Data records
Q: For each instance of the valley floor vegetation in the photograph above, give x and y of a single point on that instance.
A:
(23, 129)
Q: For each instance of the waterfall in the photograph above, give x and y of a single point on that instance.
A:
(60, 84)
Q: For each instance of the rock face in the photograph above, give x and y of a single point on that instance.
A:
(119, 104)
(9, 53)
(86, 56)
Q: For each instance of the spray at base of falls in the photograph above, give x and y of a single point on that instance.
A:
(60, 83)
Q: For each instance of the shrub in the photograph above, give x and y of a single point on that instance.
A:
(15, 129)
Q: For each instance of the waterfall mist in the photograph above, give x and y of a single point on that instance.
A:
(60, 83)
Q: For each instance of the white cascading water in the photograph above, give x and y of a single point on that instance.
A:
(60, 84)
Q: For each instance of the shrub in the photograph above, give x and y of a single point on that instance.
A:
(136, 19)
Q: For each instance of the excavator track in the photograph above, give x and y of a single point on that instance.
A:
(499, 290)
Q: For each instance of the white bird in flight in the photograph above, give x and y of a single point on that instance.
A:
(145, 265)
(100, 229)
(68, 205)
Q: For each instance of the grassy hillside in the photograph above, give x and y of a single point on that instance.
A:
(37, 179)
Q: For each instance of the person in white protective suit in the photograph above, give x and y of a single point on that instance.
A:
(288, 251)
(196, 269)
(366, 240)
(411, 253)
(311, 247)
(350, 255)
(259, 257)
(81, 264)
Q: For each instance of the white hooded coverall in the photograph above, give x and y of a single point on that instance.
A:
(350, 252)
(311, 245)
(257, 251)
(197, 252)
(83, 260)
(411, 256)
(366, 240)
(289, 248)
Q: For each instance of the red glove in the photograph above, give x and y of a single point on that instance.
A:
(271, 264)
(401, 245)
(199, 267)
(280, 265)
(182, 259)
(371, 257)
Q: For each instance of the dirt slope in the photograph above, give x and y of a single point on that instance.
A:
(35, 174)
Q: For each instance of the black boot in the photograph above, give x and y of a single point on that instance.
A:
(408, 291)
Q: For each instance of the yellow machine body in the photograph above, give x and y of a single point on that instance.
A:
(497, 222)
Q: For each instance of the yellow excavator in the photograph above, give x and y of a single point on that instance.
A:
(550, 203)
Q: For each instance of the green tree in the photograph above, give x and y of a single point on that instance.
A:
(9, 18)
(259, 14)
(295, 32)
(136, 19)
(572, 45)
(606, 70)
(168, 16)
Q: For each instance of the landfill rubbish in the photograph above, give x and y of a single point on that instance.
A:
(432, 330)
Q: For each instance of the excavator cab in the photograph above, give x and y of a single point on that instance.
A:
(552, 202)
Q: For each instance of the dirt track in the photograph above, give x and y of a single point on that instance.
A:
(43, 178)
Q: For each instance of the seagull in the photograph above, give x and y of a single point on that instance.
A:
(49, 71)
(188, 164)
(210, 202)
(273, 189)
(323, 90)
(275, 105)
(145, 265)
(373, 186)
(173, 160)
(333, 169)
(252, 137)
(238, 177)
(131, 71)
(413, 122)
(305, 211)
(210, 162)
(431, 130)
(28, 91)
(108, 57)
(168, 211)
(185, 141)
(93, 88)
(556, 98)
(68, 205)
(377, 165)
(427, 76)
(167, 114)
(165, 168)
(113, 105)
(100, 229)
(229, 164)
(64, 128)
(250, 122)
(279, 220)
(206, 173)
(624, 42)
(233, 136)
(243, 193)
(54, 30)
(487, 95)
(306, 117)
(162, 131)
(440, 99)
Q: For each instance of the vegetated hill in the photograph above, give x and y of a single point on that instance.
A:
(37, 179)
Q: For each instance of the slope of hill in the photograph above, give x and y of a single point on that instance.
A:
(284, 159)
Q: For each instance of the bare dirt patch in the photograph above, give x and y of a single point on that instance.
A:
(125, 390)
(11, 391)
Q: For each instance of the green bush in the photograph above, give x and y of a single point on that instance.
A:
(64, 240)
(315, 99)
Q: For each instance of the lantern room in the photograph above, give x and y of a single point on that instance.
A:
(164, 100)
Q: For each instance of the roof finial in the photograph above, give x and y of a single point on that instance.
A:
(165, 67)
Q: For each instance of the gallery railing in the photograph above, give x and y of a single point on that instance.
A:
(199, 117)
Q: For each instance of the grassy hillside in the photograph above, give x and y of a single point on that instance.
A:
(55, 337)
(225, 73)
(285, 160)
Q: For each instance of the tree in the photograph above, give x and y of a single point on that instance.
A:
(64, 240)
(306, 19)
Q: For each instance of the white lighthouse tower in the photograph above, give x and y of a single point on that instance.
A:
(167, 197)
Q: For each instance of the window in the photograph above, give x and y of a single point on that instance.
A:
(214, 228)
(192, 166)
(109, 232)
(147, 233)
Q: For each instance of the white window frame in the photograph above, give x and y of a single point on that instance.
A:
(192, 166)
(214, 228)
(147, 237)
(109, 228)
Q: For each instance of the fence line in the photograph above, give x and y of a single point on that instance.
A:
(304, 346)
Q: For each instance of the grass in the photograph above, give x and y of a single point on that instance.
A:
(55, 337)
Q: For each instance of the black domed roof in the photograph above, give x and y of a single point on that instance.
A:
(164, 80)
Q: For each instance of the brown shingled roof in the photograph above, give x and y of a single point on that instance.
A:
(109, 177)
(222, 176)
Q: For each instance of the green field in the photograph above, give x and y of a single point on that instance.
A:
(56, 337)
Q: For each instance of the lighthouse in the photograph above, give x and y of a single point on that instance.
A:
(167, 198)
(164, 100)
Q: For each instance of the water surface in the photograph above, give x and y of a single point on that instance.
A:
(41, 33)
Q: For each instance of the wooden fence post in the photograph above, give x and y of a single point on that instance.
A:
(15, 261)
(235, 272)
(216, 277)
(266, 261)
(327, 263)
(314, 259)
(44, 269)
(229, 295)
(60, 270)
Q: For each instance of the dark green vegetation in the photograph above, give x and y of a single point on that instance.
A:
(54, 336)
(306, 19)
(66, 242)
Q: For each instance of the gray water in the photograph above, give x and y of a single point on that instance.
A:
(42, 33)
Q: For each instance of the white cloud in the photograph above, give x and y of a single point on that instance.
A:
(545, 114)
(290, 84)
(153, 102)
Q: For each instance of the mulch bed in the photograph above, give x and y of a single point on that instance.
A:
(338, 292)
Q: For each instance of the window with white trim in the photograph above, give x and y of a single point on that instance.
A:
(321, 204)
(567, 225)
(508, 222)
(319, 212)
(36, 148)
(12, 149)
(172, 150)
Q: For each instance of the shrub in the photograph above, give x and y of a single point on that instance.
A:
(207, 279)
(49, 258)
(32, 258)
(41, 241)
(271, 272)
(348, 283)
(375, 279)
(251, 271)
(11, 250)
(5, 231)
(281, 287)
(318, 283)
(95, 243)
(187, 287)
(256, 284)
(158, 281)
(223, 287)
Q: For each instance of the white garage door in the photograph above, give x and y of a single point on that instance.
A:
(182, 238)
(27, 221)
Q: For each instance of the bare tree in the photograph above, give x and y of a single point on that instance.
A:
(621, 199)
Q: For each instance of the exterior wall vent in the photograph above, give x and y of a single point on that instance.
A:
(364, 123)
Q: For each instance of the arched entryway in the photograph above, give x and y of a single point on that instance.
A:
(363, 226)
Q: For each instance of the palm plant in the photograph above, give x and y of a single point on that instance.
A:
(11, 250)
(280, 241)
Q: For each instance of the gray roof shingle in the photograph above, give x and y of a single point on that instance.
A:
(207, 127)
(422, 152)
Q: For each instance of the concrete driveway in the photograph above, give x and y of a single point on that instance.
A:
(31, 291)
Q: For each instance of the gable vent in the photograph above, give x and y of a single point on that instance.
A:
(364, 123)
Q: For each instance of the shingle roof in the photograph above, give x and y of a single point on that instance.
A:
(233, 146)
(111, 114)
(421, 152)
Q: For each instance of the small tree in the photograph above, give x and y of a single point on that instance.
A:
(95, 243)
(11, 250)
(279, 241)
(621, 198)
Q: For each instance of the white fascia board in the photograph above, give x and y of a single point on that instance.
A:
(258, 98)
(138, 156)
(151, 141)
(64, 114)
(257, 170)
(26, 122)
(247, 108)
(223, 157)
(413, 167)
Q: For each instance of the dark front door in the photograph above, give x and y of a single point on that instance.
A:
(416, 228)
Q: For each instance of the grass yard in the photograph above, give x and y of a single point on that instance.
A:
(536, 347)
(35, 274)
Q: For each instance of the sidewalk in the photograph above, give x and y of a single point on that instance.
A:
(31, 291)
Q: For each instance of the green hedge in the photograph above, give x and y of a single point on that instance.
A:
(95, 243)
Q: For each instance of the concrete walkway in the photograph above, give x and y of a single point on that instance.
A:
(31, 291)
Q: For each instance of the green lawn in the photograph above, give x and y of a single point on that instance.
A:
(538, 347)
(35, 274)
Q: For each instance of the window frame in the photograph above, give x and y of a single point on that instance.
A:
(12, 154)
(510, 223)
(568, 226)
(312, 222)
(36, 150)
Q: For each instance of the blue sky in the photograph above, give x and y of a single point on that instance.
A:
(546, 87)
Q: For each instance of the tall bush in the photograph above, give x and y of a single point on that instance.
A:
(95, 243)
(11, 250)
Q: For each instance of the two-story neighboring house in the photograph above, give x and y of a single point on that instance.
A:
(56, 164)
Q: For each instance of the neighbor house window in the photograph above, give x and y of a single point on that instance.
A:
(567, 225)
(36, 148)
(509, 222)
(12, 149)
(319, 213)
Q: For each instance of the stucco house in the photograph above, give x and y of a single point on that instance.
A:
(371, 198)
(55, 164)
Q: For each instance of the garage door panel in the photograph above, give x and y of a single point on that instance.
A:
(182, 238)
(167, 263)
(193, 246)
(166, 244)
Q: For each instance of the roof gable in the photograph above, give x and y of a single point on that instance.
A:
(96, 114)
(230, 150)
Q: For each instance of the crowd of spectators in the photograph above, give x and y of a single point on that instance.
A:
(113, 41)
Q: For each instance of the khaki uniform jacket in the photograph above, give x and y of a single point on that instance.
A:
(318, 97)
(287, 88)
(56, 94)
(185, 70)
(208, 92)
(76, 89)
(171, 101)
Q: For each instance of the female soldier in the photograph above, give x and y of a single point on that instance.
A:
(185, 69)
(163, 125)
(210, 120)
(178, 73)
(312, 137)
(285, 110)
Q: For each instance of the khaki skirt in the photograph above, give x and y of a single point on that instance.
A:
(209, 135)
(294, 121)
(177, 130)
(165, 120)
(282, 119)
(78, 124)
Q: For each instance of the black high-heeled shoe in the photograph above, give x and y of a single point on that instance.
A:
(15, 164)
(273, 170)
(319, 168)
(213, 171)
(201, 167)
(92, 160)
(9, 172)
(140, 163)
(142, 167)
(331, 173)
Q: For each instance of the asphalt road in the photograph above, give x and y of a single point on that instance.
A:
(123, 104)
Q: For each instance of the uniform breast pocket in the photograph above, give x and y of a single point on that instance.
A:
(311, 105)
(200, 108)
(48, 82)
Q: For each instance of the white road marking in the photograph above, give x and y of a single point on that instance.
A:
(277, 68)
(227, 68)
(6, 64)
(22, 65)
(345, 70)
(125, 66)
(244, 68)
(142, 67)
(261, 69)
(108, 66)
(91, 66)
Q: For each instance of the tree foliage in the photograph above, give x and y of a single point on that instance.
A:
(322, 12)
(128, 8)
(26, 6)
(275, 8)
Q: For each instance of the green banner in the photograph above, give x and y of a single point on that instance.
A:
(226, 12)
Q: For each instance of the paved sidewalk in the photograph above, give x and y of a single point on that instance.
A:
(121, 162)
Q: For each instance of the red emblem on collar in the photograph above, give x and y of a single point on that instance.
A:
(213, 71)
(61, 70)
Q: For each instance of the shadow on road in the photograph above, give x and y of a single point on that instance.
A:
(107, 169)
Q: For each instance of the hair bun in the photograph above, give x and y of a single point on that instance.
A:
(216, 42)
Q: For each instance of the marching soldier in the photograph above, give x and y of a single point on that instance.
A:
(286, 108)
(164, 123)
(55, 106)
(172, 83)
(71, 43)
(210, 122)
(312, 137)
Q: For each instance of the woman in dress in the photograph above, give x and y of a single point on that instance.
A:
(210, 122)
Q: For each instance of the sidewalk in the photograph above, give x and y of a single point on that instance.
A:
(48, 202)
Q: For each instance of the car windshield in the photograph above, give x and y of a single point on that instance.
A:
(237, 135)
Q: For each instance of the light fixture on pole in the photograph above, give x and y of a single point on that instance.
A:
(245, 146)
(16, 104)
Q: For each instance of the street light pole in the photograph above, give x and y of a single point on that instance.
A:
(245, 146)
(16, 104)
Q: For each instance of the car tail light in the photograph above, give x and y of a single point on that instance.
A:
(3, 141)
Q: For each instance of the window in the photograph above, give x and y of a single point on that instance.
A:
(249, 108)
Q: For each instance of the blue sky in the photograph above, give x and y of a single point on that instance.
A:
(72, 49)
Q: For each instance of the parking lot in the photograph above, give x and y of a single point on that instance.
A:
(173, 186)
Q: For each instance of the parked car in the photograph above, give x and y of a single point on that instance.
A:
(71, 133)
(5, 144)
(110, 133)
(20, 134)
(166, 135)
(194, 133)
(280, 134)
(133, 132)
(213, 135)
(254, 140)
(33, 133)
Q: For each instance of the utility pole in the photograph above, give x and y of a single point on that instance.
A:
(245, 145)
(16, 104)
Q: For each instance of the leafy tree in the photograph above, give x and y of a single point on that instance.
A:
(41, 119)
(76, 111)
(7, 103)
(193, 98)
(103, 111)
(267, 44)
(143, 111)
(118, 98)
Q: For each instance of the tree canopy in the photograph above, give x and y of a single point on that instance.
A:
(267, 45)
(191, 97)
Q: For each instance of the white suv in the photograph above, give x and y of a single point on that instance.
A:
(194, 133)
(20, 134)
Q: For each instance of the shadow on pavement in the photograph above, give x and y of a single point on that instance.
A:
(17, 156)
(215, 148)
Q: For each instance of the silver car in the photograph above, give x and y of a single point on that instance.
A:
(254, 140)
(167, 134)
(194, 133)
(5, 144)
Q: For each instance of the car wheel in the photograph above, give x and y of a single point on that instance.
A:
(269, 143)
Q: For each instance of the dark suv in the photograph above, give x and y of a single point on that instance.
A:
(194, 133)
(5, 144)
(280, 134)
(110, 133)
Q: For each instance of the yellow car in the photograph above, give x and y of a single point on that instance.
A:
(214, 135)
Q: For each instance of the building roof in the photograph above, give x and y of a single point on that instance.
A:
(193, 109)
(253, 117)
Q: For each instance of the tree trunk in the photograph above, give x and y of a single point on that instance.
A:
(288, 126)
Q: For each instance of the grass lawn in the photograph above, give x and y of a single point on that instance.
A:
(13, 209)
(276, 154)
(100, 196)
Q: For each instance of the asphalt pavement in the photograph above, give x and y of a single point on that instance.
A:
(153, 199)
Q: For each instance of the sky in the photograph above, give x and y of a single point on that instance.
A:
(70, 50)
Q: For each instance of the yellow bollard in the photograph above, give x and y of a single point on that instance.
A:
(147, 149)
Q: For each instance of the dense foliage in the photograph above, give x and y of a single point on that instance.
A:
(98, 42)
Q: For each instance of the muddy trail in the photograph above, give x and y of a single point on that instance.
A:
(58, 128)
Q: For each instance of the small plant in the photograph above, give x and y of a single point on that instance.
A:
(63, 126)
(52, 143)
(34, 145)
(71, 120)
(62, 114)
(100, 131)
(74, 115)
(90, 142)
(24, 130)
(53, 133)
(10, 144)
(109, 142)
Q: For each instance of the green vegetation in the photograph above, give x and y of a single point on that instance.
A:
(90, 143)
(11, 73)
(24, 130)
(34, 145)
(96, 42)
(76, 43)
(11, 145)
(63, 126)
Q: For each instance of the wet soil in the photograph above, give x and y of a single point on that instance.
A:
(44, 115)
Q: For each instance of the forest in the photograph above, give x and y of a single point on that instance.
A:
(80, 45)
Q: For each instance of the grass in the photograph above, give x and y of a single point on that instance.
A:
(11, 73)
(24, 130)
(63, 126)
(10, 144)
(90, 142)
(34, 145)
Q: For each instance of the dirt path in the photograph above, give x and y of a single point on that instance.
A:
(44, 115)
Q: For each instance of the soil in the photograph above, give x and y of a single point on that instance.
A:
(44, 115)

== Exercise details ==
Within the entries above, some lines may contain "frame". Report how many, and nothing else.

== The completed task ==
2